** Start Records provided **
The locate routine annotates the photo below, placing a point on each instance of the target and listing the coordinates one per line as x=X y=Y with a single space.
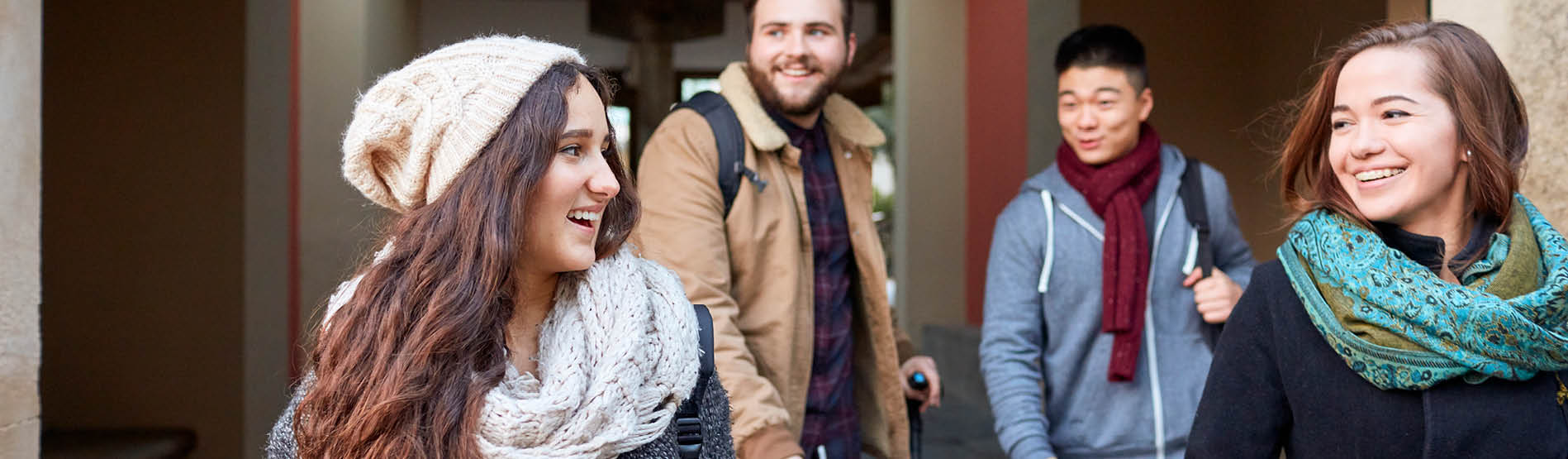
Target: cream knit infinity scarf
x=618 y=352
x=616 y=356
** End Records provided **
** Start Records provided **
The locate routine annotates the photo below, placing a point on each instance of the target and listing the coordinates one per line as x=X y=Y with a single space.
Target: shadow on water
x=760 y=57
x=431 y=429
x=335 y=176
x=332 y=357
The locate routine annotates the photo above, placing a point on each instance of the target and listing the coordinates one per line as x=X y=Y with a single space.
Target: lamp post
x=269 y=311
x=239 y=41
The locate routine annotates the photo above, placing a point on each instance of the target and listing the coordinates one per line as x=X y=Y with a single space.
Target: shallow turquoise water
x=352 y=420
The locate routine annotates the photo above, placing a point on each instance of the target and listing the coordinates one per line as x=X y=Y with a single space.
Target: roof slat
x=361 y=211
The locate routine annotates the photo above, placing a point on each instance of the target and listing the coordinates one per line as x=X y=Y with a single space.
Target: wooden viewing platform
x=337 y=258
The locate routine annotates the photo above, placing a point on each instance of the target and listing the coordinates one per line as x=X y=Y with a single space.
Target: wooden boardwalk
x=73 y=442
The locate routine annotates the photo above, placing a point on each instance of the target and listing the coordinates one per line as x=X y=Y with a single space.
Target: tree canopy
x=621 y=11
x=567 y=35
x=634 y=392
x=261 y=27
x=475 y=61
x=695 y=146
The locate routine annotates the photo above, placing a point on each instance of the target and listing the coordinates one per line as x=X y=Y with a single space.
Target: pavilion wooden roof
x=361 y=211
** End Records provided **
Task requirements> Return, unchanged, every line of the items above in which the string "wooden" appears.

Output below>
Target: wooden viewing platform
Target: wooden boardwalk
Target: pavilion wooden roof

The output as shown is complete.